> _REQUIRED ACTION_
Your task is to repeat exactly the lines below between the line holding "Target: shoreline vegetation" and the line holding "Target: shrub", inclusive, and only those.

> _EXERCISE INPUTS_
+ + +

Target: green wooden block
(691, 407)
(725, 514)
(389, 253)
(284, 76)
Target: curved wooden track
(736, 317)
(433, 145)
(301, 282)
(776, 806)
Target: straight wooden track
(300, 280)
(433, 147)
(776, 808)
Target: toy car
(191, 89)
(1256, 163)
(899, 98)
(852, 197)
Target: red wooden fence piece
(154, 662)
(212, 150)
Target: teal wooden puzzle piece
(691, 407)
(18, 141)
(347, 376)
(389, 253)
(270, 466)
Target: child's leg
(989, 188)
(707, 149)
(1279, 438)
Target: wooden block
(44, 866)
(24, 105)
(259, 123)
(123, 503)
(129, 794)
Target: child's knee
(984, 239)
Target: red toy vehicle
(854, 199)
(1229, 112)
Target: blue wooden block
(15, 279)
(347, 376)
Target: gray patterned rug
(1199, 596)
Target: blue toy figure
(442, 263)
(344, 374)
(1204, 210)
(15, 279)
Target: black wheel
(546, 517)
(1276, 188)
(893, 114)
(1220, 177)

+ + +

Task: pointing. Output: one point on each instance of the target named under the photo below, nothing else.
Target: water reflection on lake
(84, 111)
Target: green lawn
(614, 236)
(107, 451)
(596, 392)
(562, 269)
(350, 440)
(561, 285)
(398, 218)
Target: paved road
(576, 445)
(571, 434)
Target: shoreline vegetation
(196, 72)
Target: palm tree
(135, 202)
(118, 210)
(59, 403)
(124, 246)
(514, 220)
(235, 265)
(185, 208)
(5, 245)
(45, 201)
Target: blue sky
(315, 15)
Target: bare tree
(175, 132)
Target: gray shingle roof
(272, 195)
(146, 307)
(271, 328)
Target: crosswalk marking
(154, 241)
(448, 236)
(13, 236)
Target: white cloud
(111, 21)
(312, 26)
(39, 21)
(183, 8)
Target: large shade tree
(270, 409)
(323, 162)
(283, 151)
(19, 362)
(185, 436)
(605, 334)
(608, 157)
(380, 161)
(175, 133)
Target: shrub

+ + +

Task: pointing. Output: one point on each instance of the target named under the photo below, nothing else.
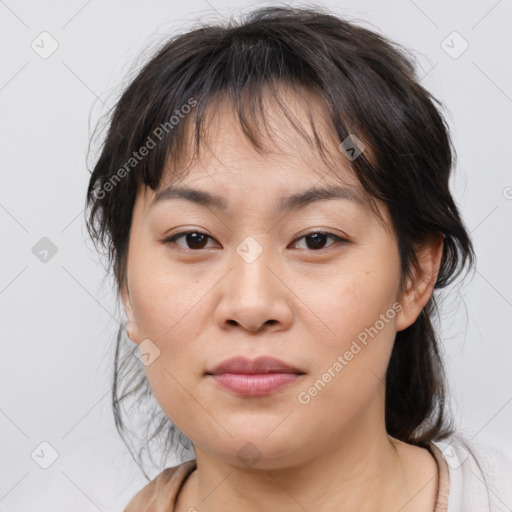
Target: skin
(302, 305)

+ + +

> _SOLUTION FOR THIS EXERCISE_
Target: shoreline vegetation
(196, 72)
Target: palm tree
(135, 202)
(118, 210)
(59, 403)
(124, 246)
(514, 220)
(235, 265)
(185, 208)
(5, 245)
(45, 201)
Target: blue sky
(315, 15)
Target: bare tree
(175, 132)
Target: gray shingle roof
(272, 195)
(146, 307)
(271, 328)
Target: crosswalk marking
(154, 241)
(448, 236)
(13, 236)
Target: white cloud
(111, 21)
(312, 26)
(39, 21)
(183, 8)
Target: large shade tree
(270, 409)
(323, 162)
(283, 151)
(19, 362)
(185, 436)
(605, 334)
(608, 157)
(380, 161)
(175, 133)
Target: shrub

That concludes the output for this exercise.